=== DATASET RECORDS ===
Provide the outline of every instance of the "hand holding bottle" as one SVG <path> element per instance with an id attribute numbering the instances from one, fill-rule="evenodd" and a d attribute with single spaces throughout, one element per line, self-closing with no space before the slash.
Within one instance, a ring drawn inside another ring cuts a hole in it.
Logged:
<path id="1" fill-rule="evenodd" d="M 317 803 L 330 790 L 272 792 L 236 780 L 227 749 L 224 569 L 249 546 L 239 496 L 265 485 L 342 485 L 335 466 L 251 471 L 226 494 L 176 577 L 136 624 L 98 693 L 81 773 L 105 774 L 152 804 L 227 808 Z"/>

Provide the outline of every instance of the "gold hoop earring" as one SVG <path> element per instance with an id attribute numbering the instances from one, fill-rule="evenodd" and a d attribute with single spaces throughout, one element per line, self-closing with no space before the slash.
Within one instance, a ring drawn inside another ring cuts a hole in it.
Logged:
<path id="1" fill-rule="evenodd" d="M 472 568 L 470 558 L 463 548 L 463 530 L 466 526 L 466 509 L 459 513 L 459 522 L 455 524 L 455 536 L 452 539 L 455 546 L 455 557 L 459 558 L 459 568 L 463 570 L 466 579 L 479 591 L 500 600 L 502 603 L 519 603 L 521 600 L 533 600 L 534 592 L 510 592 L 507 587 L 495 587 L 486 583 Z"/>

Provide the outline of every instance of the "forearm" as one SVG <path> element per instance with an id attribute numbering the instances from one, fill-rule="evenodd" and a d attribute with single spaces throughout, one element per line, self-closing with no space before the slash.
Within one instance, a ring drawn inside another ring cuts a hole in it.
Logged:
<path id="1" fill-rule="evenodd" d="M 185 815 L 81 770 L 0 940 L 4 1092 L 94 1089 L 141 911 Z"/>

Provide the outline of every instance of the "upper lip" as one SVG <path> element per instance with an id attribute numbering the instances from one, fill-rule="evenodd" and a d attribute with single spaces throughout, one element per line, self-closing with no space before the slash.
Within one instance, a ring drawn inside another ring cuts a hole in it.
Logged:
===
:: PROBLEM DETAILS ::
Could you write out the lines above again with every "Logged" renamed to "Recorded", changing nothing else?

:: REPLY ::
Provide the outline of every instance of the "hand holding bottle" as one SVG <path> element per instance with an id attribute numbering the instances from one, fill-rule="evenodd" and a d attribute with single spaces throughout, one element per line, self-closing with no space before the slash.
Within one instance, a ring drawn inside another ring cuts a hole in it.
Recorded:
<path id="1" fill-rule="evenodd" d="M 317 803 L 330 790 L 272 792 L 236 780 L 227 749 L 224 569 L 249 546 L 239 496 L 265 485 L 342 485 L 335 466 L 251 471 L 226 494 L 176 577 L 136 624 L 98 693 L 81 773 L 105 774 L 152 804 L 227 808 Z"/>

Provide the outline of every instance of the "gold hoop earring" as one SVG <path> element per instance with an id attribute numbering the instances from one, fill-rule="evenodd" and a d attribute with single spaces throughout, one element per line, self-closing with no space before the slash.
Within one instance, a ring drawn inside another ring cuts a hole in it.
Recorded:
<path id="1" fill-rule="evenodd" d="M 472 568 L 470 558 L 463 548 L 463 530 L 466 526 L 466 509 L 459 513 L 459 522 L 455 524 L 455 536 L 452 539 L 455 546 L 455 557 L 459 558 L 459 568 L 463 570 L 466 579 L 479 591 L 500 600 L 502 603 L 519 603 L 521 600 L 533 600 L 534 592 L 510 592 L 507 587 L 495 587 L 486 583 Z"/>

Provide the outline of every instance of the "forearm" as one SVG <path> element per instance with an id attribute numbering the instances from one, fill-rule="evenodd" and a d attribute with single spaces throughout, one element per line, self-closing with no space before the slash.
Within one instance, a ring drawn inside another ring cuts a hole in it.
Recorded:
<path id="1" fill-rule="evenodd" d="M 185 815 L 81 770 L 0 940 L 4 1092 L 94 1089 L 141 911 Z"/>

Provide the outline of every instance of the "upper lip" as one SVG <path> element per instance with an id attribute numbering the instances from one, fill-rule="evenodd" and a d attribute with single spaces throughout, one element per line, self-closing with no space before the slash.
Within one instance, a ring drawn inside another ring cuts a hole in it.
Recorded:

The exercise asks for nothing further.